— Text —

MMDocIR: Benchmarking Multi-Modal Retrieval for Long Documents

Huawei Noah's Ark Lab

MMDocIR Construction

The annotation pipeline of MMDocIR includes three stages. 1. (1) Data collection: We collect 364 long documents and 2,193 QA pairs from MMLongBench-Doc and DocBench, selecting datasets that include accessible original documents, diverse domains (e.g., academic, legal, financial), and rich multi-modal content such as text, figures, tables, and layouts. The average document length exceeds 65 pages, ensuring the benchmark reflects real-world document complexity. (2) Question Filtering & Adaptation: To ensure alignment with retrieval objectives, we filter out questions that are unsuitable for document-based retrieval, including summarization-style queries, statistical aggregations, or those requiring external knowledge. Remaining questions are revised to ensure they target concrete, retrievable content within the documents. (3) Multi-level Annotation: We annotate each question with two types of evidence labels. Page-level Labels: Annotators identify the exact pages that contain information necessary to answer the question. For example, in multi-page documents, locating the correct evidence page requires meticulous reading and verification. Layout-level Labels: Using the MinerU parser, we extract bounding boxes for five types of layout elements (text, image, table, title, equation). Annotators then select the specific layouts that provide evidence for each question. In cases where MinerU fails to detect relevant content, manual annotation is performed to ensure precision. This results in 2,638 layout-level labels for 1,658 questions, capturing fine-grained evidence at the block level. (4) Quality Assurance: We implement a robust cross-validation process across two independent annotator groups. A 400-question overlap set is used for mutual validation, and an additional 50% of the annotations undergo random cross-checking. The final annotation consistency reaches 95.2 F1 for page-level and 87.1 F1 for layout-level labels, ensuring both reliability and accuracy.

Segmentation dataset records
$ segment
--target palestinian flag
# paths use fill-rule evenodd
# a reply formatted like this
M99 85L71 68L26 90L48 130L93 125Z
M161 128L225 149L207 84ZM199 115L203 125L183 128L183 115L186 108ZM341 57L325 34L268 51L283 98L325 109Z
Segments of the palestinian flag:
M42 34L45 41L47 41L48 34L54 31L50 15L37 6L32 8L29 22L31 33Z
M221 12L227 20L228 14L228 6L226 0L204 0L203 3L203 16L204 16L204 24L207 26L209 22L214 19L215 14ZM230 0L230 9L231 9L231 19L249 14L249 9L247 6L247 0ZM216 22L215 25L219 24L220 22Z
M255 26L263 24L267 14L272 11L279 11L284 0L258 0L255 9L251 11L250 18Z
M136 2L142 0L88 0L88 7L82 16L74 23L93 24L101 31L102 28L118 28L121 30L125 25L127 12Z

— Goal 1 —
Put every line of the segmentation dataset entries into a numbered list, leaving out blank lines.
— Goal 2 —
Continue the MMDocIR benchmark text from the point where it ends.

— Written reply 1 —
1. $ segment
2. --target palestinian flag
3. # paths use fill-rule evenodd
4. # a reply formatted like this
5. M99 85L71 68L26 90L48 130L93 125Z
6. M161 128L225 149L207 84ZM199 115L203 125L183 128L183 115L186 108ZM341 57L325 34L268 51L283 98L325 109Z
7. Segments of the palestinian flag:
8. M42 34L45 41L47 41L48 34L54 31L50 15L37 6L32 8L29 22L31 33Z
9. M221 12L227 20L228 14L228 6L226 0L204 0L203 3L203 16L204 16L204 24L207 26L209 22L214 19L215 14ZM230 0L230 9L231 9L231 19L249 14L249 9L247 6L247 0ZM216 22L215 25L219 24L220 22Z
10. M255 26L263 24L267 14L272 11L279 11L284 0L258 0L255 9L251 11L250 18Z
11. M136 2L142 0L88 0L88 7L82 16L74 23L93 24L101 31L102 28L118 28L121 30L125 25L127 12Z

— Written reply 2 —
MMDocIR Evaluation

We conduct comprehensive evaluations across page-level and layout-level retrieval using 11 retrievers (6 text-based and 5 visual-based). The retrievers are adapted for both tasks using dual-modality inputs (e.g., OCR-text, VLM-text, page screenshots). Our findings reveal:

  • Visual Superiority: Visual retrievers consistently outperform text-based retrievers in both page-level and layout-level tasks, confirming the value of preserving visual cues through page screenshots or layout images.
  • Impact of MMDocIR Training: Visual retrievers fine-tuned on the MMDocIR training set (e.g., Col-Phi3ours, DPR-Phi3ours) significantly outperform off-the-shelf models, validating the dataset’s utility for training robust multimodal retrievers.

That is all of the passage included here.